(Source data)

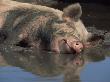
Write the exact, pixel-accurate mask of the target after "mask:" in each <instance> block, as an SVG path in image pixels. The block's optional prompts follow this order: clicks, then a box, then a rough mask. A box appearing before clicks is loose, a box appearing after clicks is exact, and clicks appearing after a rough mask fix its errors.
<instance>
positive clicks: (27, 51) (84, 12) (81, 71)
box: [0, 4, 110, 82]
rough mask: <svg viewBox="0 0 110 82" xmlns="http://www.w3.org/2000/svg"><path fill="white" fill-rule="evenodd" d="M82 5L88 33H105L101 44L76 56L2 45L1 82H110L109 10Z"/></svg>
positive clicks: (85, 23) (83, 16) (94, 5)
mask: <svg viewBox="0 0 110 82" xmlns="http://www.w3.org/2000/svg"><path fill="white" fill-rule="evenodd" d="M82 5H83V10H84V14H83V17H82V19H83V21H84V23H85V24H86V25H87V27H89V28H88V30H90V31H92V32H96V33H102V32H103V31H107V33H106V34H105V40H104V43H103V44H102V45H100V46H98V47H95V48H91V49H87V50H86V51H85V52H84V53H81V54H80V55H78V56H74V55H72V54H55V53H52V52H45V51H41V50H33V49H28V48H27V49H24V48H20V47H16V46H12V45H1V46H0V82H110V77H109V76H110V23H109V21H110V7H109V6H104V5H98V4H97V5H96V4H90V5H86V4H82ZM92 27H96V29H95V28H94V29H95V30H94V29H93V28H92Z"/></svg>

(Problem statement)
Please give back exactly the lines of this listing beginning at the line with "positive clicks: (27, 51) (84, 12) (81, 71)" and ending with the line with "rough mask: <svg", both included, and nothing else.

(Solution for this task)
positive clicks: (27, 51) (84, 12) (81, 71)
box: [0, 4, 110, 82]
rough mask: <svg viewBox="0 0 110 82" xmlns="http://www.w3.org/2000/svg"><path fill="white" fill-rule="evenodd" d="M82 5L88 33H105L101 44L76 56L2 45L1 82H110L109 10Z"/></svg>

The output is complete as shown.